(Data records Opens)

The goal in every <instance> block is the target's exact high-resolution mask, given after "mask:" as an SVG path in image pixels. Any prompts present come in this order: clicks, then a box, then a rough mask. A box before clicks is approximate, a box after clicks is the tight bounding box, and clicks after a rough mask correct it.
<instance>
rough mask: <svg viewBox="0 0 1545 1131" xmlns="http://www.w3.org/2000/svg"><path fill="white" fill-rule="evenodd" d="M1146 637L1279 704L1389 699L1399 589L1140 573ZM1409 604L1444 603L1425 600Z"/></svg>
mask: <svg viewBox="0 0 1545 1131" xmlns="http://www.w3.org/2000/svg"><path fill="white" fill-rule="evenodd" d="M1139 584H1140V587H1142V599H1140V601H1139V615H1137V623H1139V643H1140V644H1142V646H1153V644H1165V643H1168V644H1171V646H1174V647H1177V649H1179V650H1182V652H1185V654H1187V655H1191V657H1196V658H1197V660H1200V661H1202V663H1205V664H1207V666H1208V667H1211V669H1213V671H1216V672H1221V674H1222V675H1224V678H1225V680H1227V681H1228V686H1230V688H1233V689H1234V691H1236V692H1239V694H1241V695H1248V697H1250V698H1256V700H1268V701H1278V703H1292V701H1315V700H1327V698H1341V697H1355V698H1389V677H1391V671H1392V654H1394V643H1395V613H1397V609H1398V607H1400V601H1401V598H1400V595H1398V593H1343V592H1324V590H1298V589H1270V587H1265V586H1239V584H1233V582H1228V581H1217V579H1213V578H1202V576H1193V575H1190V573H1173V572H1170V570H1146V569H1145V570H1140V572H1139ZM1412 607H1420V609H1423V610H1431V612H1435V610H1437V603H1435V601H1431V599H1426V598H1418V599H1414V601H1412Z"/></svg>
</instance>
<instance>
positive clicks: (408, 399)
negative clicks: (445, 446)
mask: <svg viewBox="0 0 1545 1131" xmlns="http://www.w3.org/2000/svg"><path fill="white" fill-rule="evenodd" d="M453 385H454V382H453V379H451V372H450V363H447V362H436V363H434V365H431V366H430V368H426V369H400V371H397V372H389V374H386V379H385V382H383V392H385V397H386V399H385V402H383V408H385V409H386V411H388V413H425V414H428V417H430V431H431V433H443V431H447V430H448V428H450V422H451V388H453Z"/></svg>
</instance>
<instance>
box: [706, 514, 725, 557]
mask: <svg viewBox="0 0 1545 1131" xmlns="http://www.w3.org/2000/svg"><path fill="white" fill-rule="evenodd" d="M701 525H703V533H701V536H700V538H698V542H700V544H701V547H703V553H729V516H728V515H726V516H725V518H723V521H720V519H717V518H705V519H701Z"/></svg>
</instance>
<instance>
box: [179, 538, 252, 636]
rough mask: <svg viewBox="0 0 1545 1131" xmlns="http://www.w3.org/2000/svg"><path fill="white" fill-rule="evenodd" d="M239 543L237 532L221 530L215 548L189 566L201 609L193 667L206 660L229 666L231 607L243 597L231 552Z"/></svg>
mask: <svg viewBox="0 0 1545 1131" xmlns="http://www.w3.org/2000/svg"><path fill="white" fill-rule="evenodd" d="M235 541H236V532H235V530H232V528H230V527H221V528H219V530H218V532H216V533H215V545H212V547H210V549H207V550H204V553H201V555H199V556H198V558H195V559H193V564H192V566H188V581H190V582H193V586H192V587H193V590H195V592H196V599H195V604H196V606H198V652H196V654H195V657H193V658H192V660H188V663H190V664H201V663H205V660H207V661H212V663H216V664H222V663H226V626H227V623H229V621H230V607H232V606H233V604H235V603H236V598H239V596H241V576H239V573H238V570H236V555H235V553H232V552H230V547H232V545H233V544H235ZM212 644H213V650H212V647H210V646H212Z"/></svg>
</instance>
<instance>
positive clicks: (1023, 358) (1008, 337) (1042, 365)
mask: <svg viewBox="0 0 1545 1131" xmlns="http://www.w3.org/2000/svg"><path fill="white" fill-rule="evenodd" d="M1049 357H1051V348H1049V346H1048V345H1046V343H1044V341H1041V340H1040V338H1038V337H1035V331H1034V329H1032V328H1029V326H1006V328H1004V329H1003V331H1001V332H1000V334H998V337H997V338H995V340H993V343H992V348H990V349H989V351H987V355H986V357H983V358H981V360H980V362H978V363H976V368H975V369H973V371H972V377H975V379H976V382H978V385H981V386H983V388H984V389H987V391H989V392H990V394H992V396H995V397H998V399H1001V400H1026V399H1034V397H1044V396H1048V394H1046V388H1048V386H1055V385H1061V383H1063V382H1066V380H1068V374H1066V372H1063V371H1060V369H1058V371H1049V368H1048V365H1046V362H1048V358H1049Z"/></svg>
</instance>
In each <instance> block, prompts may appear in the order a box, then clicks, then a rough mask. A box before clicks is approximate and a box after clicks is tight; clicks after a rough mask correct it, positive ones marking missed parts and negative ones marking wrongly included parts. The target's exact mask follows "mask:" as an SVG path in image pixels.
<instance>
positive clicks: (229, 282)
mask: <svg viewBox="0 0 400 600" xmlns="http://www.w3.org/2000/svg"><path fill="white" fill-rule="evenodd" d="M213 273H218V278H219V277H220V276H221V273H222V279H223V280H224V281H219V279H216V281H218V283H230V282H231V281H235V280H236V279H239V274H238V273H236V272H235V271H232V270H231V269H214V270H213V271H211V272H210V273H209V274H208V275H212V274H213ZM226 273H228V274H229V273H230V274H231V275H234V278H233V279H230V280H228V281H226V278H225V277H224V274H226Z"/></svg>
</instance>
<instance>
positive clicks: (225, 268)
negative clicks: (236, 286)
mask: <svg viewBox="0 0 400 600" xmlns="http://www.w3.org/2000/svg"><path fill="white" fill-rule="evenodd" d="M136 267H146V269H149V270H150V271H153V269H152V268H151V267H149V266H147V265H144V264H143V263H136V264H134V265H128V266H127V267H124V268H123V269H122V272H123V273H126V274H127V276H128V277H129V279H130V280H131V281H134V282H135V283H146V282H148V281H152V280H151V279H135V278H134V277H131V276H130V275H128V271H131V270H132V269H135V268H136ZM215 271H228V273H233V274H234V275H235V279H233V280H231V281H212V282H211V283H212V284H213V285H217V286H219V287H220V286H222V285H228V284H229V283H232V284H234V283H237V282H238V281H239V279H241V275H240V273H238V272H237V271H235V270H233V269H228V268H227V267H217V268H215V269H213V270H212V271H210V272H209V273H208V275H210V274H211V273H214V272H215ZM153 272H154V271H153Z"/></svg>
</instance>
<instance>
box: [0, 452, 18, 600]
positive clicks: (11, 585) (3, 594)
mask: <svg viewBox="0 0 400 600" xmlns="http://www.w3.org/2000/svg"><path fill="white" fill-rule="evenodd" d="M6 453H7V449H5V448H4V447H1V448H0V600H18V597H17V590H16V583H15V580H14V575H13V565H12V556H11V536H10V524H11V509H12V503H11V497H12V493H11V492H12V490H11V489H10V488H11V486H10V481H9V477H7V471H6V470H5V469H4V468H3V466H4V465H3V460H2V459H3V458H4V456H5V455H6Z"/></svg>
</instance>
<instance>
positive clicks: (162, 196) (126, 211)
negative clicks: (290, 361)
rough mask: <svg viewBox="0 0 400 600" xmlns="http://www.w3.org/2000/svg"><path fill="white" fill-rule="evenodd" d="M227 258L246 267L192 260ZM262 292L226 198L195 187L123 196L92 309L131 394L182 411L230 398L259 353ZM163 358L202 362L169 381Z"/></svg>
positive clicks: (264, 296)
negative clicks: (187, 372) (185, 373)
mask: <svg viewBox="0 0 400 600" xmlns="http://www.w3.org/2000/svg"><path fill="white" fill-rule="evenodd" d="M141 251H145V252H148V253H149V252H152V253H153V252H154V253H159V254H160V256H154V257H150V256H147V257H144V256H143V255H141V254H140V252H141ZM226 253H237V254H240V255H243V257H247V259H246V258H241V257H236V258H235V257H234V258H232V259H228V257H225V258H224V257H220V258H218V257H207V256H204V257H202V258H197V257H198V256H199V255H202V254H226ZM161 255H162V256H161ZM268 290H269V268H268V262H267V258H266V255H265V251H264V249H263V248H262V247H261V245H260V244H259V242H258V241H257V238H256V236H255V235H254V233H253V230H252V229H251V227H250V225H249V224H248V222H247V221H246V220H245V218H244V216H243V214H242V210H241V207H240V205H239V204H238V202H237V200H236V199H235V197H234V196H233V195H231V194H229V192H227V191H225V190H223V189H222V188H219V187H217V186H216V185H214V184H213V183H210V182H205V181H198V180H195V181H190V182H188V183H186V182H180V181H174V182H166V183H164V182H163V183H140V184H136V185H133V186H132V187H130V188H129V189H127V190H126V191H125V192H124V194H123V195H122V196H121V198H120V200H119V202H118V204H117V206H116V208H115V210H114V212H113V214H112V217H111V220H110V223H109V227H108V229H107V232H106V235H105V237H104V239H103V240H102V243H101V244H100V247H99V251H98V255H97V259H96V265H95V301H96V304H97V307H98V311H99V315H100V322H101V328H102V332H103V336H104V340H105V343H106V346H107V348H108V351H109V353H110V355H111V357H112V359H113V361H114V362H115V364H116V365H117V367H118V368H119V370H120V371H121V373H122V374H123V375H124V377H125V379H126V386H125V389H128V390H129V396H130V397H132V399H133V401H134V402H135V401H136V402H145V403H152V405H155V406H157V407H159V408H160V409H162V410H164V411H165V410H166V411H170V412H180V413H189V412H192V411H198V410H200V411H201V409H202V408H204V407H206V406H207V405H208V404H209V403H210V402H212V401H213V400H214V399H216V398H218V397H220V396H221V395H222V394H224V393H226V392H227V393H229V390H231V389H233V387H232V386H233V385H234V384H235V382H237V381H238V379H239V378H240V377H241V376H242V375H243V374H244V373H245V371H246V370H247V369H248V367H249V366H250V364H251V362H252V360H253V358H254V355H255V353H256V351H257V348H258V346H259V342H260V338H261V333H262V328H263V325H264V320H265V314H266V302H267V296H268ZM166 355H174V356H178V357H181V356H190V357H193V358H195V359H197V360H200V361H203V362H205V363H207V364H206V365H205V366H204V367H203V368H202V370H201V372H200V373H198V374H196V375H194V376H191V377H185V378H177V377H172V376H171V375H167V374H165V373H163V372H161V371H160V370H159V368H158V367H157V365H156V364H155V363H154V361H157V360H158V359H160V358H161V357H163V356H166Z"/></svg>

(Data records Closes)

**What to do**
Can you reproduce, character for character, the stretch of the rows that opens with their very first line and closes with the line containing "637L1279 704L1389 699L1399", with both of those lines included?

**Answer section**
The goal in every <instance> block is the target's exact high-resolution mask, given after "mask:" as an SVG path in image pixels. Any prompts present come in this order: clicks, then a box, then a rough mask. A box before clicks is approximate, a box after clicks is the tight bounding box, and clicks after a rough mask correct it.
<instance>
rough mask: <svg viewBox="0 0 1545 1131" xmlns="http://www.w3.org/2000/svg"><path fill="white" fill-rule="evenodd" d="M1146 637L1279 704L1389 699L1399 589L1140 573ZM1409 604L1444 603L1425 600Z"/></svg>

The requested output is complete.